## DATASET ENTRIES
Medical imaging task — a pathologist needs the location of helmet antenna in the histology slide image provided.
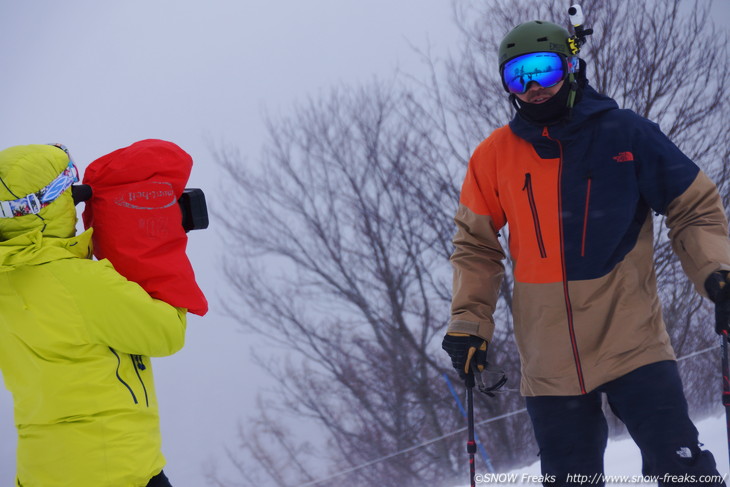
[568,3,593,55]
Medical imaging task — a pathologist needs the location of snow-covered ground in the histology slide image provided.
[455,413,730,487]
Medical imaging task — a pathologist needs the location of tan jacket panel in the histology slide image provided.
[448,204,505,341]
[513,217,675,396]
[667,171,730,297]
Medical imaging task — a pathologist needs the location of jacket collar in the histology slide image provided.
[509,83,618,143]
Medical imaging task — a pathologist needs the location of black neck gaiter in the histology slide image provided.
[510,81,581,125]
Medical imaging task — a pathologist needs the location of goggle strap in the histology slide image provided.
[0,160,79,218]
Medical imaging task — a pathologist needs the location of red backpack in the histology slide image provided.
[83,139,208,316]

## WHAT IS EXPECTED
Copy out the data above word for word, leaving out the pictures.

## RESPONSE BELOW
Medical imaging task — a pathologist needs the location of helmet antenna in the histology slide image provided.
[568,3,593,55]
Medical imaging task — a pathologist needs the location of snow-covered ground in the histology slide image provided.
[455,413,730,487]
Medical imaging task — a pathologist needs the location of tan jacket panel in the histology slide image provided.
[448,204,505,341]
[513,217,675,396]
[667,171,730,297]
Medical imaging task — a pathologist needs the location of jacket collar in the histology slide image provided.
[509,83,618,143]
Medical imaging task — a pathologist needs the location of black neck gaiter in the histology slide image provided.
[510,81,581,125]
Medical imaging task — a pathologist needs the location of goggle strap in the histology slide image provided.
[0,160,79,218]
Medical imaging task — a pathologist needs the location of red backpack in the histology slide image provided.
[83,139,208,316]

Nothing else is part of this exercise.